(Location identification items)
==========

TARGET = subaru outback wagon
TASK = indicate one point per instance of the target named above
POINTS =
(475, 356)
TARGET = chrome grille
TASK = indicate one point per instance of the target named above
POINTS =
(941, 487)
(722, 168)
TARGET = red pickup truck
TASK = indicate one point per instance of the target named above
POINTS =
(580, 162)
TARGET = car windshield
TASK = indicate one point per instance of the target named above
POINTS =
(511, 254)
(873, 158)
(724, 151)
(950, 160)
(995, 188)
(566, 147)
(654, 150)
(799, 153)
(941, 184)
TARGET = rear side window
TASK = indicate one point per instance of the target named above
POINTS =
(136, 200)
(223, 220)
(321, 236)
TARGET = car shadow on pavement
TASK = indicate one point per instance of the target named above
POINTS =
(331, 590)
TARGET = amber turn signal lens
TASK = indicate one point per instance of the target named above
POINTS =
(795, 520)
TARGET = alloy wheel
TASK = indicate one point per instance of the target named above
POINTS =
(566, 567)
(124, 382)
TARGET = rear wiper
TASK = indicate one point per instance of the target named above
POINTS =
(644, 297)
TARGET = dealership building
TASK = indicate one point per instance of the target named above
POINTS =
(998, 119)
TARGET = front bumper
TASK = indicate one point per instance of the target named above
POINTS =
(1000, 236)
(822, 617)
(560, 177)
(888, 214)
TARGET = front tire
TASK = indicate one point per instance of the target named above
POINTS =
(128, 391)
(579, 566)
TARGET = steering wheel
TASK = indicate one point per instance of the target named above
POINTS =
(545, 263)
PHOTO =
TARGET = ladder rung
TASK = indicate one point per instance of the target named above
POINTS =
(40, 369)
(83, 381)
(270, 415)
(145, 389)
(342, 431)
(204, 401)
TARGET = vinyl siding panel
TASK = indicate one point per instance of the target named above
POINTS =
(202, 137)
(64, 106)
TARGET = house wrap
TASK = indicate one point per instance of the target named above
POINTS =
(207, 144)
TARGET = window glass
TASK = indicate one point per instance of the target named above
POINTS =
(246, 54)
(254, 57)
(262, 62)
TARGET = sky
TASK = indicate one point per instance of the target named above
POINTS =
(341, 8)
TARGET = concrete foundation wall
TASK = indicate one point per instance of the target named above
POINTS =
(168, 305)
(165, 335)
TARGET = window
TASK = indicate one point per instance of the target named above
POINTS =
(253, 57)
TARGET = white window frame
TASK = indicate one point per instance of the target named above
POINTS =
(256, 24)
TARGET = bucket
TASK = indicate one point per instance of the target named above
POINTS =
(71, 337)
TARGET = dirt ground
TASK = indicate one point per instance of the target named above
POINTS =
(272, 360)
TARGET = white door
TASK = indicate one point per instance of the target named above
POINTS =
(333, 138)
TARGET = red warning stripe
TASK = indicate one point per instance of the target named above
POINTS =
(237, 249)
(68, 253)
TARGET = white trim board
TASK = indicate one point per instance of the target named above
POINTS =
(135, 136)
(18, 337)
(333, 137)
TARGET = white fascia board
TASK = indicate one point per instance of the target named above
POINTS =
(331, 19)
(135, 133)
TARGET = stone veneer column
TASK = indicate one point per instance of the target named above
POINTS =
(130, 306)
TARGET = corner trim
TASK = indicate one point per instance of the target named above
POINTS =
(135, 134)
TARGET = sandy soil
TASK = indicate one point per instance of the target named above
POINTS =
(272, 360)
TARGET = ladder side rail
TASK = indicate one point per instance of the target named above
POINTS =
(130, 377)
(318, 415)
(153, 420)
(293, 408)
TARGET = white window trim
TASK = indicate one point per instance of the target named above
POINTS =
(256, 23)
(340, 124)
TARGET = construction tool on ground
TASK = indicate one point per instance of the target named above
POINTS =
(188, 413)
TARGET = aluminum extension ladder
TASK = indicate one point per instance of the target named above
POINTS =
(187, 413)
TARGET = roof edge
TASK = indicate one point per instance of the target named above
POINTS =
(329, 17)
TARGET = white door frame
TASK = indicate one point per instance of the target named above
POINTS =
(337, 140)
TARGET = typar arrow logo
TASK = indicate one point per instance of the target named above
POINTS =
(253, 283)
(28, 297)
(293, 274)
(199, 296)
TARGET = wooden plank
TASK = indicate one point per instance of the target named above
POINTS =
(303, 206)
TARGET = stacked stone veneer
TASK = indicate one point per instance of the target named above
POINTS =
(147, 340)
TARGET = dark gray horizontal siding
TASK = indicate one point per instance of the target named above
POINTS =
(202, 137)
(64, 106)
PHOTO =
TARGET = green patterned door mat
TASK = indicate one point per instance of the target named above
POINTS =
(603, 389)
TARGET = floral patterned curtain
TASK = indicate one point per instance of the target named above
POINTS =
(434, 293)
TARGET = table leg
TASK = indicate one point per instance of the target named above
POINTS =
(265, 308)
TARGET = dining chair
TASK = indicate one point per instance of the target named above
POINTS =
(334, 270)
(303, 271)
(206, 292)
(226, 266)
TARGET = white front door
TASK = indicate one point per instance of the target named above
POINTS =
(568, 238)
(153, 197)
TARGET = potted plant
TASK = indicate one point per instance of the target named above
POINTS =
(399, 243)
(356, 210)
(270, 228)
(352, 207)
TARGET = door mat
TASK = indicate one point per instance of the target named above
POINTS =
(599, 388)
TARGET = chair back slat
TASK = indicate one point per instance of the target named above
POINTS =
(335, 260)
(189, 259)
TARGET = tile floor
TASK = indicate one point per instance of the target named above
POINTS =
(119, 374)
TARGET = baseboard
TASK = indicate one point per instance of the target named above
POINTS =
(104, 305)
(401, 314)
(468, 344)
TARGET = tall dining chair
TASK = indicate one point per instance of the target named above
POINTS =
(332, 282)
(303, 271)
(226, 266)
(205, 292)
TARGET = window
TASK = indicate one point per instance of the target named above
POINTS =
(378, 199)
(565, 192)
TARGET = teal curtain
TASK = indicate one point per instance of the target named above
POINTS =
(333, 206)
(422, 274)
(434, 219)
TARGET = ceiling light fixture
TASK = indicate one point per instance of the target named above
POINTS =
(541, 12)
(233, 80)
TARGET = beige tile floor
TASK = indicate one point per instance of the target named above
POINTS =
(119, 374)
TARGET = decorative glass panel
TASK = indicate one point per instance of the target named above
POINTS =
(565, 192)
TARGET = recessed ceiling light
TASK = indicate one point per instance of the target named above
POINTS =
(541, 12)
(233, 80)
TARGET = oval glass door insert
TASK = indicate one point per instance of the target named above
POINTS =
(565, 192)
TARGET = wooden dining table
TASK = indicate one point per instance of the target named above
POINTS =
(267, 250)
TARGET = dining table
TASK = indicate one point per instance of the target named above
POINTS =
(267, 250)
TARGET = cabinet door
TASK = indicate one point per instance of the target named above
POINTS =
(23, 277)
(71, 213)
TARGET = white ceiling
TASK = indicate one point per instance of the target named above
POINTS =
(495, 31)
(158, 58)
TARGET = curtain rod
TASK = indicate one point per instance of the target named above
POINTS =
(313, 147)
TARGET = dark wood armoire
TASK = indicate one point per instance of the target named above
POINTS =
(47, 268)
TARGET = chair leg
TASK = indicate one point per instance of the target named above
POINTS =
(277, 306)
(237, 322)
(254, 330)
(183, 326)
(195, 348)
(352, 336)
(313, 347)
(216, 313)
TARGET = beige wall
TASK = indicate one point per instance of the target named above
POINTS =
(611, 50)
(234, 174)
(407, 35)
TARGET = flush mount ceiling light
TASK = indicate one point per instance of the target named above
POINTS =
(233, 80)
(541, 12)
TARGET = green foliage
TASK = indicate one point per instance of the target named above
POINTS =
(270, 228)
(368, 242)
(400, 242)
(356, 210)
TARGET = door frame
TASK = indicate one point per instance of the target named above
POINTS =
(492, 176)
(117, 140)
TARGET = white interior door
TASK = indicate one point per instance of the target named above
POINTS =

==========

** Problem details **
Write out all the data again, exactly as it appears.

** The reply **
TARGET = subaru outback wagon
TASK = indicate one point per instance of the target named above
POINTS =
(475, 356)
TARGET = chrome grille
TASK = indicate one point per instance of the target named above
POINTS =
(941, 487)
(722, 168)
TARGET = red pickup truck
TASK = indicate one point per instance of the target named above
POINTS =
(580, 162)
TARGET = car windshield
TASK = indicate one point per instance of the target named above
POINTS =
(511, 254)
(873, 158)
(724, 151)
(950, 160)
(995, 188)
(566, 147)
(654, 150)
(799, 153)
(941, 184)
TARGET = rear side window
TASK = indicate one point per instance of the target named above
POINTS =
(136, 200)
(223, 220)
(321, 236)
TARGET = car shadow on pavement
TASK = indicate one point per instance of the target named above
POINTS =
(331, 590)
TARGET = amber turn signal lens
TASK = indicate one point per instance of the target named above
POINTS =
(795, 520)
TARGET = alloy wheel
TASK = indicate one point per instance of the target named above
POINTS =
(566, 567)
(124, 382)
TARGET = rear wiper
TASK = indicate one point per instance of the target named above
POINTS =
(644, 297)
TARGET = dealership building
TASK = indicate one point per instance of the target named above
POINTS =
(998, 119)
TARGET = front bumper
TASK = indicate one point per instance of the target named above
POINTS =
(1000, 236)
(822, 617)
(560, 177)
(888, 214)
TARGET = front tire
TASK = indicate one point per instance of the target named above
POINTS =
(128, 391)
(579, 566)
TARGET = steering wheel
TASK = indicate one point per instance of the target named above
POINTS =
(545, 263)
PHOTO =
TARGET = ladder rung
TASK = indicate one point per instance of the target named above
POINTS =
(40, 369)
(83, 381)
(270, 415)
(145, 389)
(342, 431)
(204, 401)
TARGET = vinyl siding panel
TASK = indicate one point per instance of the target named above
POINTS =
(202, 137)
(64, 106)
TARGET = house wrap
TASK = indicate one point per instance of the target named above
POINTS =
(207, 144)
TARGET = window glass
TASK = indicate one point per instance of the target named above
POINTS =
(246, 54)
(254, 57)
(262, 62)
TARGET = sky
TASK = indicate one point per instance of the target named above
POINTS =
(341, 8)
TARGET = concrete foundation wall
TASK = indicate one point per instance of the target named above
POINTS =
(168, 305)
(165, 335)
TARGET = window
TASK = indicate one point per instance of the target named above
POINTS =
(253, 57)
TARGET = white window frame
TASK = indicate one point per instance of the target named above
POINTS =
(256, 24)
TARGET = bucket
TASK = indicate one point per instance of the target named above
POINTS =
(71, 337)
TARGET = dirt ground
TASK = indicate one point per instance of the target named above
POINTS =
(272, 360)
TARGET = white door
TASK = indicate one point per instance of the target named above
POINTS =
(333, 138)
TARGET = red warning stripe
TASK = indicate one point per instance of the target named above
POINTS =
(237, 249)
(68, 253)
TARGET = white trim board
TASK = indicate one point per instance of the target named above
POINTS =
(135, 136)
(18, 337)
(333, 137)
TARGET = white fascia board
TASK = indicate one point per instance of the target named above
POINTS =
(331, 19)
(135, 133)
TARGET = stone veneer column
TASK = indicate one point per instance of the target named above
POINTS =
(130, 306)
TARGET = corner trim
TASK = indicate one point per instance of the target named above
POINTS =
(135, 134)
TARGET = sandy soil
TASK = indicate one point per instance of the target named above
POINTS =
(272, 360)
TARGET = ladder side rail
TASK = indicate one point per instance of the target named above
POINTS =
(130, 377)
(318, 415)
(153, 420)
(293, 408)
TARGET = white window trim
TASK = indicate one point per instance of the target named above
POINTS =
(256, 23)
(340, 124)
TARGET = construction tool on ground
TASK = indicate one point per instance of the target named above
POINTS =
(188, 413)
TARGET = aluminum extension ladder
TASK = indicate one point per instance of the target named above
POINTS =
(187, 413)
TARGET = roof edge
TASK = indicate one point per instance of the target named above
POINTS =
(329, 17)
TARGET = white door frame
TASK = indicate one point per instance of the target named above
POINTS =
(337, 140)
TARGET = typar arrow logo
TASK = indicate one point per instance of the target named above
POINTS =
(253, 283)
(28, 297)
(293, 274)
(199, 296)
TARGET = wooden plank
TASK = indicate one point per instance of the target named above
POINTS =
(303, 206)
TARGET = stacked stone veneer
TASK = indicate one point per instance of the target named above
POINTS =
(147, 340)
TARGET = dark gray horizontal siding
TASK = indicate one point per instance of the target named above
POINTS =
(202, 137)
(64, 106)
PHOTO =
TARGET = green patterned door mat
TASK = indicate one point per instance of the target named above
POINTS =
(603, 389)
TARGET = floral patterned curtain
TASK = indicate one point per instance of the target named above
POINTS =
(434, 293)
TARGET = table leg
TASK = indicate one point per instance of the target named above
POINTS =
(265, 308)
TARGET = dining chair
TASK = indicate one point per instance of the target named above
POINTS =
(334, 270)
(303, 271)
(206, 292)
(226, 266)
TARGET = white front door
TASK = indicate one point per instance of the target named above
POINTS =
(568, 238)
(153, 197)
TARGET = potted plant
TASK = indicate one point per instance of the target named above
POINTS =
(399, 243)
(356, 210)
(270, 228)
(352, 207)
TARGET = door mat
TASK = indicate one point per instance of the target named above
POINTS =
(599, 388)
TARGET = chair back slat
TASK = indicate one point per instance of the target named above
POINTS =
(335, 260)
(189, 259)
TARGET = tile floor
TASK = indicate one point per instance of the target named above
POINTS =
(119, 374)
TARGET = baseboard
TASK = indicate one point per instance of the target named above
POINTS =
(104, 305)
(401, 314)
(468, 344)
TARGET = tall dining chair
TASK = indicate one point per instance of the target named above
POINTS =
(332, 282)
(303, 271)
(226, 266)
(205, 292)
TARGET = window
TASK = indicate one point per instance of the target named above
POINTS =
(378, 199)
(565, 192)
TARGET = teal curtain
TASK = indicate one point per instance of the target named above
POINTS =
(333, 206)
(422, 274)
(434, 219)
TARGET = ceiling light fixture
TASK = indicate one point per instance of the target named above
POINTS =
(541, 12)
(233, 80)
TARGET = beige tile floor
TASK = indicate one point per instance of the target named above
POINTS =
(119, 374)
TARGET = decorative glass panel
TASK = indicate one point per instance of the target named above
POINTS =
(565, 192)
TARGET = recessed ceiling light
TASK = indicate one point per instance of the target named above
POINTS =
(541, 12)
(233, 80)
TARGET = oval glass door insert
TASK = indicate one point per instance of the target named above
POINTS =
(565, 192)
TARGET = wooden dining table
TASK = indicate one point per instance of the target named above
POINTS =
(267, 250)
TARGET = dining table
TASK = indicate one point per instance of the target named above
POINTS =
(267, 250)
TARGET = cabinet door
TASK = indicate one point per instance of the target named above
POINTS =
(23, 277)
(71, 213)
TARGET = white ceiling
TASK = indicate one point per instance of the target named above
POINTS =
(495, 31)
(158, 58)
TARGET = curtain rod
TASK = indicate one point per instance of the target named above
POINTS =
(313, 147)
TARGET = dark wood armoire
TASK = indicate one point per instance of the target named above
POINTS =
(47, 268)
TARGET = chair leg
TASK = indicate one point per instance of the target named above
POINTS =
(277, 306)
(237, 322)
(254, 330)
(183, 326)
(195, 348)
(352, 336)
(313, 347)
(216, 313)
TARGET = beige wall
TASK = indicate one point per instance of the target named above
POINTS =
(611, 50)
(234, 174)
(407, 35)
TARGET = flush mount ceiling light
TASK = indicate one point per instance of the target named above
POINTS =
(233, 80)
(541, 12)
TARGET = green foliage
TASK = indicate one point per instance of the target named above
POINTS =
(270, 228)
(368, 242)
(400, 242)
(356, 210)
TARGET = door frame
TASK = indicate one point per instance of the target named above
POINTS =
(492, 176)
(117, 140)
TARGET = white interior door
TASK = indicate one point per instance of the target named above
POINTS =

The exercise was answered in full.